Completa lo siguiente:
[1] En el texto sobre Moca, ¿de qué material eran predominantemente las casas del pueblo?
[2] Enumera todos los rasgos con que el texto sobre Moca describe el pueblo entre mediados de los cincuenta y los sesenta.
[3] Prosigue el texto sobre Moca a partir de su última oración.

Extracto del texto:
++++++++++++++++++++
Tuesday, December 28, 2010

Alboradas y el jengibre navideño en la Moca de antes

¿Qué más puedo contarles a mis nietos, de mi pueblo, en aquel entonces?

Tal vez que, entre mediados de los cincuenta a los sesenta, en el siglo XX, Moca era un pueblo pequeño y encantador, con calles rectas, organizadas en cuadrantes, y casas predominantemente de madera.

Acababa de construirse la iglesia grande (Corazón de Jesús), destinada a ser el centro religioso de mayor envergadura y belleza arquitectónica del país, que hacia pareja con otro, no tan grande (Nuestra Señora del Rosario), pero con vida histórica propia, en la que se vivió el famoso degüello que hicieron las tropas haitianas a una población indefensa, minimizado por algunos, pero que fue una realidad que estremeció en su día a todos.

En aquel lugar bucólico mis retinas retienen todavía la entrada al mercado de los campesinos llegados en sus monturas, provistos de angarillas, y calzados con alpargatas que luego se quitaban.
++++++++++++++++++++
Información proporcionada:
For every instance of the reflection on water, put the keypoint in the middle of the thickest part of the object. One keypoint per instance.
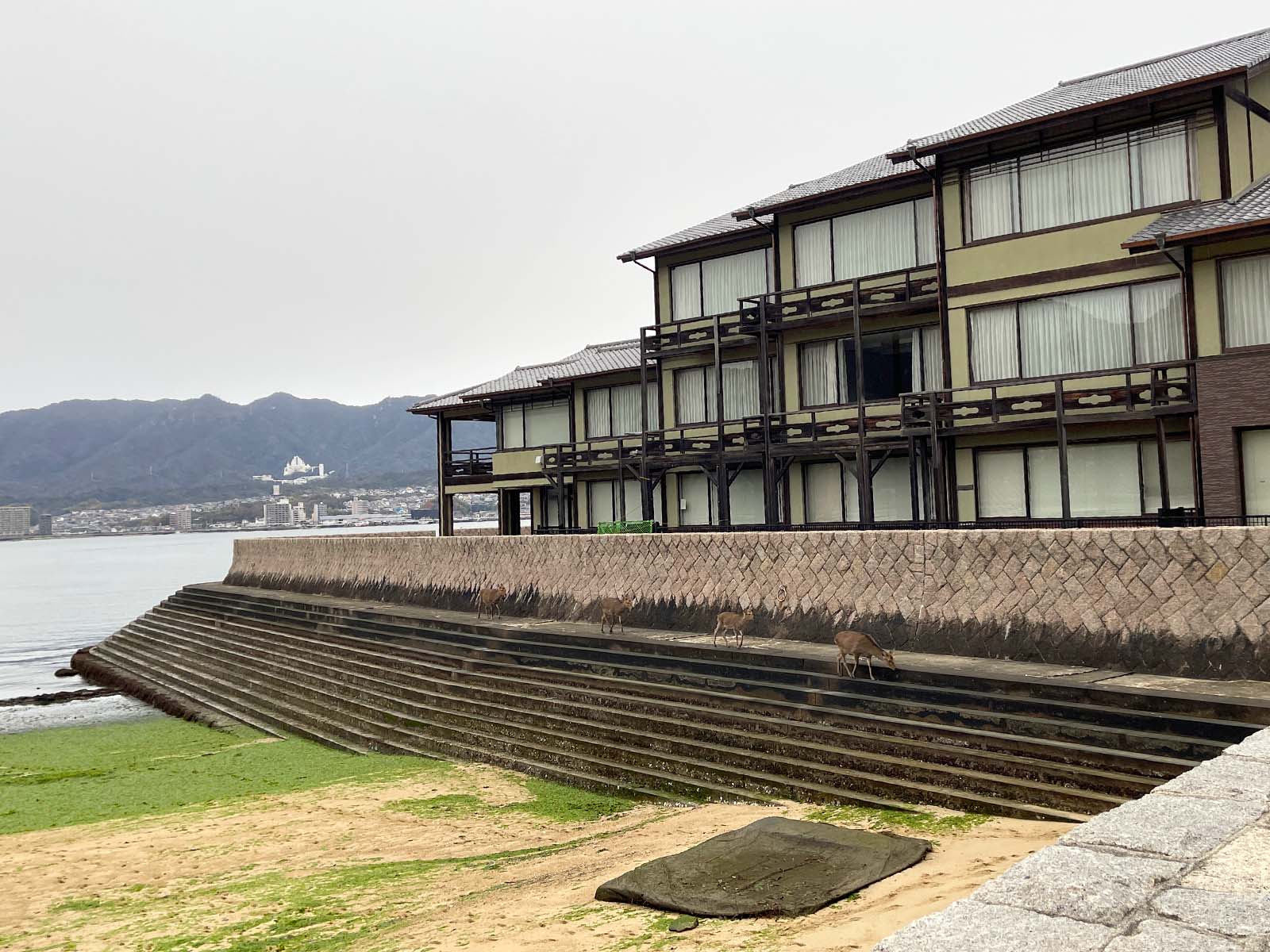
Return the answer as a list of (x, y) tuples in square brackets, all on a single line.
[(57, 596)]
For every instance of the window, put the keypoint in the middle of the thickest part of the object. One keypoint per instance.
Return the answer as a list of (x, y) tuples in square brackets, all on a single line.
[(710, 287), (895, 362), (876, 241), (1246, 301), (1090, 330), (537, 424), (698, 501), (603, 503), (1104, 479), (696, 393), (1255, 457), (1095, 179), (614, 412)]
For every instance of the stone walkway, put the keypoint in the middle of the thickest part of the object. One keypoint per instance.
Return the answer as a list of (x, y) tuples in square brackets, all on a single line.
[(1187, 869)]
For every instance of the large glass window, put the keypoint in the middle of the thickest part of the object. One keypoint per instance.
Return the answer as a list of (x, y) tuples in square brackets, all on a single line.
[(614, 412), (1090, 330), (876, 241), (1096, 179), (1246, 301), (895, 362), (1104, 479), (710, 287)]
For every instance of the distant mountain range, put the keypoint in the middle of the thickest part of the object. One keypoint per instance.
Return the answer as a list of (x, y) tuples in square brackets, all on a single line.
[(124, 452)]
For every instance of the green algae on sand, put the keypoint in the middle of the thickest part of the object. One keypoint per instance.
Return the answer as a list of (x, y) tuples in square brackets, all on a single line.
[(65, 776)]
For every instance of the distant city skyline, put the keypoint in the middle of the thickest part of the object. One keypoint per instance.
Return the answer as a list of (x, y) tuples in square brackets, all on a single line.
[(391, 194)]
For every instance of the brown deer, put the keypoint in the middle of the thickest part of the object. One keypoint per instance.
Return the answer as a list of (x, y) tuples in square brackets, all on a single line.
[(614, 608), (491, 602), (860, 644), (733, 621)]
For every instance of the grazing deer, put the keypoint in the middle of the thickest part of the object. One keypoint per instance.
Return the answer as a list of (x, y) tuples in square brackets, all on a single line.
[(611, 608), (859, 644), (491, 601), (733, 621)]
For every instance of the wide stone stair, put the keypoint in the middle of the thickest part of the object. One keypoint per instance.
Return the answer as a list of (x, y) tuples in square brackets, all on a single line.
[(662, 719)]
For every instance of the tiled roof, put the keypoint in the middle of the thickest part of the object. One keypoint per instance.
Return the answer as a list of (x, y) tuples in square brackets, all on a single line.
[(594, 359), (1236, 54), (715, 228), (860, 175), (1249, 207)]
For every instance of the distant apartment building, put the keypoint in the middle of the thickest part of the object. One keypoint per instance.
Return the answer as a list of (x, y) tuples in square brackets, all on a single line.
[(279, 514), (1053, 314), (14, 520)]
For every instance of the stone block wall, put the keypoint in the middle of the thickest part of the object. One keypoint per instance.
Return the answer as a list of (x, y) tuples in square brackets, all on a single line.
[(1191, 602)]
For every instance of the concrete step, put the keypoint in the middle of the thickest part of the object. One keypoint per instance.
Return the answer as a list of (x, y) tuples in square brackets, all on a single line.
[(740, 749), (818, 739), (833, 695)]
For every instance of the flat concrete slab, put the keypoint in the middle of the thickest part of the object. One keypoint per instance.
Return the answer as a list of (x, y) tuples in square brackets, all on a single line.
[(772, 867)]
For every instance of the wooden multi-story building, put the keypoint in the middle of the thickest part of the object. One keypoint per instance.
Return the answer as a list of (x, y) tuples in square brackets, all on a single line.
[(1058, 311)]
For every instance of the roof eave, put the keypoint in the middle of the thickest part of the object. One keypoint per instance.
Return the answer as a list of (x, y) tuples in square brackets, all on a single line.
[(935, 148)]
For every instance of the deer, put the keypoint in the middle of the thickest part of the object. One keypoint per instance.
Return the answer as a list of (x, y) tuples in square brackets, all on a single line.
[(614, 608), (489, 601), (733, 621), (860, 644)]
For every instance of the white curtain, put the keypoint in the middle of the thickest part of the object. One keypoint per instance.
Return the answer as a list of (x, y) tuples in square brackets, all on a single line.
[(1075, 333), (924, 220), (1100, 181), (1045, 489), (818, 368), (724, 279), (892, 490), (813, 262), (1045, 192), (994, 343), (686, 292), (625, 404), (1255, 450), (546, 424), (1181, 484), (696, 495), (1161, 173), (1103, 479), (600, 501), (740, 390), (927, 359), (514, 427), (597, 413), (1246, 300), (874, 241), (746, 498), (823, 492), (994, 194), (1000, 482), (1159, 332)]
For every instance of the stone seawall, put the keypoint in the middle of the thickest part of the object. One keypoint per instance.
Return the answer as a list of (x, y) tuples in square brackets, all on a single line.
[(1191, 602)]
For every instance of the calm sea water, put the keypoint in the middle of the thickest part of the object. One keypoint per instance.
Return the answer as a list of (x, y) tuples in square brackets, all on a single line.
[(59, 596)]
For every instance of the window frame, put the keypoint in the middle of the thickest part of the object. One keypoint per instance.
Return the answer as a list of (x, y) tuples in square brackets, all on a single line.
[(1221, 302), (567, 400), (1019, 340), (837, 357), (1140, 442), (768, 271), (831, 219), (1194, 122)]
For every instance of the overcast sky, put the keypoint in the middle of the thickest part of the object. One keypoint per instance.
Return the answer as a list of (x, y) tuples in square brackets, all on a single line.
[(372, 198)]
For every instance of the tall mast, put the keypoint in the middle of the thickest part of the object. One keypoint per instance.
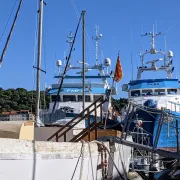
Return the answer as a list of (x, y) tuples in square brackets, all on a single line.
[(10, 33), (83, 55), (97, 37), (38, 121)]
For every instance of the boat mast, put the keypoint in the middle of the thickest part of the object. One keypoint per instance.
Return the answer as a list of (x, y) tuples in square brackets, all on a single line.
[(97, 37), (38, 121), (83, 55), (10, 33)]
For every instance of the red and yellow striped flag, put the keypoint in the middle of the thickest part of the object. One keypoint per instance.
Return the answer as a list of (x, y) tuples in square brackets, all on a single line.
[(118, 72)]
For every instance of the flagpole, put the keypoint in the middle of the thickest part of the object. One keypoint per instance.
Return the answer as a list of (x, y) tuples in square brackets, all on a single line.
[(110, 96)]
++++++++++++++++++++
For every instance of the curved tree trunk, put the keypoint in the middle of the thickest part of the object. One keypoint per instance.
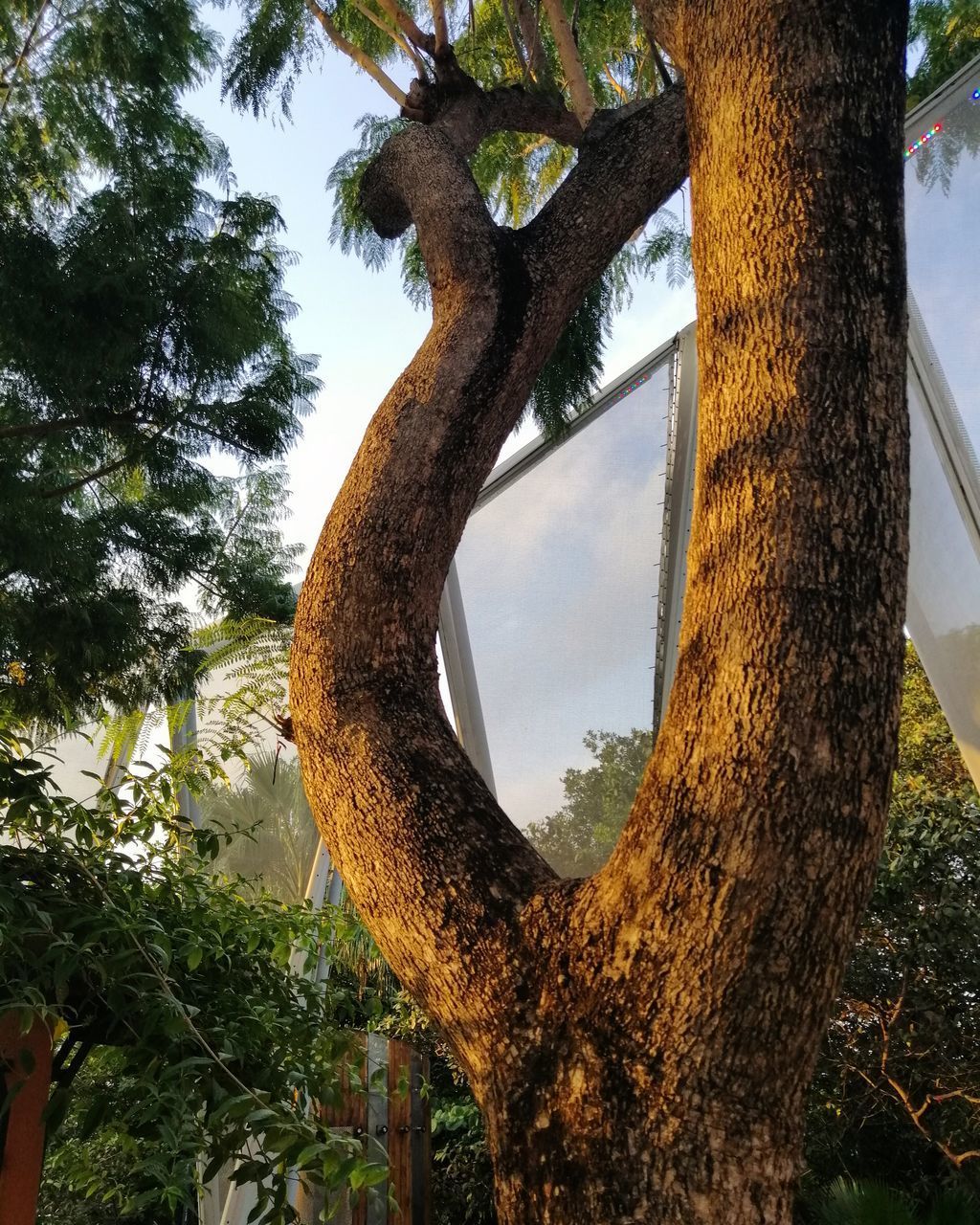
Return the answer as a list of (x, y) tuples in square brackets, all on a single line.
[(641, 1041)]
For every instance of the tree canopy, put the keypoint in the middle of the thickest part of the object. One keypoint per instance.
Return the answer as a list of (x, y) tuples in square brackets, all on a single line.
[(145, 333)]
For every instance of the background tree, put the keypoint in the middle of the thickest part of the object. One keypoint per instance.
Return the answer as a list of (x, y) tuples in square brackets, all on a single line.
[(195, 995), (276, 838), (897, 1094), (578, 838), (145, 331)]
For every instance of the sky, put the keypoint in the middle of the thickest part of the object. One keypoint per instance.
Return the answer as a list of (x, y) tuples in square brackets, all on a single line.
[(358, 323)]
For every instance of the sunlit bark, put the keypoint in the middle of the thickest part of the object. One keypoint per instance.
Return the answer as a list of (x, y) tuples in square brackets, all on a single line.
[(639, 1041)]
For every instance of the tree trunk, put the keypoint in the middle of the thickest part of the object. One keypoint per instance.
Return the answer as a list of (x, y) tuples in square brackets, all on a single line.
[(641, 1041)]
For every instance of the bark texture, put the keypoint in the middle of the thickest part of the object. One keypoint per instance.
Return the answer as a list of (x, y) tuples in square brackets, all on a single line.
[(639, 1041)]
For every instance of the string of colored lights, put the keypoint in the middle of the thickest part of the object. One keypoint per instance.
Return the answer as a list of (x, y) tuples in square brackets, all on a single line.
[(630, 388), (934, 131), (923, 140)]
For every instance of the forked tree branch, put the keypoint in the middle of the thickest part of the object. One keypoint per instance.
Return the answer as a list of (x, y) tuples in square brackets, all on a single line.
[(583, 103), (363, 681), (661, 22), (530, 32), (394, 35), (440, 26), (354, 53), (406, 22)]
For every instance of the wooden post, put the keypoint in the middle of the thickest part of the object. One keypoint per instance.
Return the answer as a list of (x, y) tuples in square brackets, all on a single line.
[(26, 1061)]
++++++++++++++++++++
Resultados del ejercicio:
[1] Eran predominantemente de madera.

[2]
- Pequeño
- Encantador
- Con calles rectas, organizadas en cuadrantes
- Con casas predominantemente de madera

[3]
Traían sus productos a la venta, y llevaban lo que necesitaban para el sustento.

Los centros de la actividad deportiva y social de la ciudad eran el Club Deportivo La Cancha, dónde había siempre una intensa actividad alrededor sobre todo del volibol y de la celebración de pasadías bailables; el Club Recreativo, lugar de encuentro de la élite de la sociedad, cuyo ingreso como socio dependía de sí al aspirante le daban bolas blancas o negras ; el Centro Don Bosco, origen del desarrollo deportivo de la comunidad; y la Escuela Agrícola Salesiana, en la que se formaron eminentes profesionales en la ética del trabajo.

El trajinar de la gente por aquellas calles limpias era monótono, en espera de algún milagro que variara para siempre el perfil del horizonte, plano, siempre plano, aunque con el trasfondo vertical de las montañas, y cambiara el de la propia vida, tan plano como el geográfico, pues la movilidad social era escasa.

Contarles de los paseos al anochecer, después de cena, y de la costumbre del saludo ritual a los amigos que se sentaban en las galerías de sus casas o sacaban sillas a las aceras en busca de la brisa fresca, en medio del reflejo de una luz mortecina.

El ambiente era sin estridencias, acompasado, como detenido en el tiempo, congelado por el miedo.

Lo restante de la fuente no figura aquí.